TASK INSTRUCTIONS: Resume the essay on Ronald Reagan and the end of the Cold War, picking up after its last sentence.

EXTRACTED TEXT:
################
The USSR seemed to have a bright future in the 1950s, as Khrushchev relaxed the rigidities of Stalinism, but his reforms were not appreciated by party purists. By the 1970s, as the Kremlin desperately tried to keep up with the military prowess of the Americans, living standards for the masses were worsening. Ordinary Russians cooped in chilly concrete apartment blocks were forced to queue for bread, and a greasy roll of offal was as much as they could expect to feed the family. Meanwhile, informers lurked in every corner of the grim oblast.
Western society has allowed liberals to write the political history books and claim the credit for all social progress. But let us unapologetically assert this truth: it was Ronald Reagan, not the mealy-mouthed social democrats of Europe, who ended the Cold War. The Berlin Wall tumbled after Soviet hegemony had been undermined by a resolute president in Washington. Reagan exploited internal weakness in Russia by substantially increasing defence spending, pushing Brezhnev towards bankruptcy. The Soviet system, despite the once-powerful state propaganda, was losing legitimacy.
With a moral compass influenced by his Hollywood past, Reagan simplistically divided the world into good and evil. He used the Solidarity movement in Poland to present this dichotomy: godless Communists versus a culture steeped in Catholicism. Supporting the Gdansk shipyard workers’ protest, Reagan built a rapport with Karol Wojtyla, the Pole who had become Pope John Paul in 1978. Liberty was a Christian value at the bedrock of the American Constitution, and by casting himself as leader of the free world, Reagan beckoned to people who endured atheist totalitarianism.
‘God bless America’ was the closing line of all Reagan’s speeches. Secularist liberals on the seaboards had long dominated American politics, but he forged a strong bond with the evangelical Christians of the flyover states. Disparaged by the establishment, now these folks had a friend in Washington. Reagan took counsel from them, perceiving their ethos as the true spirit of America. If their free will was to be subjugated by the state, what hope for the oppressed in other parts of the world?
################
DATA LISTING:
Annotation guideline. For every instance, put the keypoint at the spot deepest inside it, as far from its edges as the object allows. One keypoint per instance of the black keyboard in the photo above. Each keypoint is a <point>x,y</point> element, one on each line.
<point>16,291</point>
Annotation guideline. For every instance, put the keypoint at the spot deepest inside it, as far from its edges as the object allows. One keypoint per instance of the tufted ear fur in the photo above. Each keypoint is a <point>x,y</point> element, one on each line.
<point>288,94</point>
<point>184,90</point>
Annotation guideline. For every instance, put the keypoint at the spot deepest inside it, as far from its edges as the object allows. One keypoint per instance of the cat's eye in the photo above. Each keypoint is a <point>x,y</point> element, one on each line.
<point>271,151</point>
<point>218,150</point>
################
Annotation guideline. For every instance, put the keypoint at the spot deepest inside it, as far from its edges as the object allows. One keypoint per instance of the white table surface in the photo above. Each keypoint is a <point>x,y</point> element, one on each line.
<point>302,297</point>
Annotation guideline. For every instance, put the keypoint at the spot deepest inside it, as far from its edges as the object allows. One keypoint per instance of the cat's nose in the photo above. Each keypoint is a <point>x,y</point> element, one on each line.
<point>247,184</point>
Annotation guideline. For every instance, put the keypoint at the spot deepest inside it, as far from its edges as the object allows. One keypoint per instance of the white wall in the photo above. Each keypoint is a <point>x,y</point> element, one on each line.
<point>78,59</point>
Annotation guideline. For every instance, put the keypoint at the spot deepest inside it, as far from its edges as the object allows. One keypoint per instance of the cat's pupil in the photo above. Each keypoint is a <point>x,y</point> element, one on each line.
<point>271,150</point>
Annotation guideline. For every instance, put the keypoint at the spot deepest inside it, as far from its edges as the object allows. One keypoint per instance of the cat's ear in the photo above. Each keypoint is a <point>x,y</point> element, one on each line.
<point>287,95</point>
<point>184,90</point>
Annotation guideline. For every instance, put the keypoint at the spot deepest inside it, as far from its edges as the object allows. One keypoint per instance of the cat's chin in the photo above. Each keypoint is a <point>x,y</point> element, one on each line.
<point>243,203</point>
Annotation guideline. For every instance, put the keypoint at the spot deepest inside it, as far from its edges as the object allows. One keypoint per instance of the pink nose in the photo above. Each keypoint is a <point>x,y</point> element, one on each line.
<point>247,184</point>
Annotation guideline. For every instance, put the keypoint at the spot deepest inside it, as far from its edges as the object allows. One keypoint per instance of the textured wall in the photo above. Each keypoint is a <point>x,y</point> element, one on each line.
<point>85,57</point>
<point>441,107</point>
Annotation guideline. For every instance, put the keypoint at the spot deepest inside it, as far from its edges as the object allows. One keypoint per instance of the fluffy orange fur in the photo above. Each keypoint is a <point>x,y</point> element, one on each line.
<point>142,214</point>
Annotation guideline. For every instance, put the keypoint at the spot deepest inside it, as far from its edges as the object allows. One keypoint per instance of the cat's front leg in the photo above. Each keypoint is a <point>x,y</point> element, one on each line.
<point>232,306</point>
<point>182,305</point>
################
WRITTEN RESPONSE:
Domestically, Reagan turned the supertanker of public spending around. He reduced taxes, again on the principle of individual freedom. One amusing story is of Reagan’s first meeting with Paul Volcker, head of the Federal Reserve. As this esteemed expert sat facing the president, he was taken aback by the opening question: ‘Why do we need a Federal Reserve?’ Reagan’s aide Martin Anderson recalled Volcker’s reaction: ‘The view was priceless. His face muscles went slack and his lower jaw literally sagged a half-inch as his mouth fell open. For several seconds he just looked at Reagan, stunned and speechless.’ Volcker recovered to engage in a useful dialogue on monetary policy. This was classic Reagan: for a healthy democracy, people in positions of power should justify their existence.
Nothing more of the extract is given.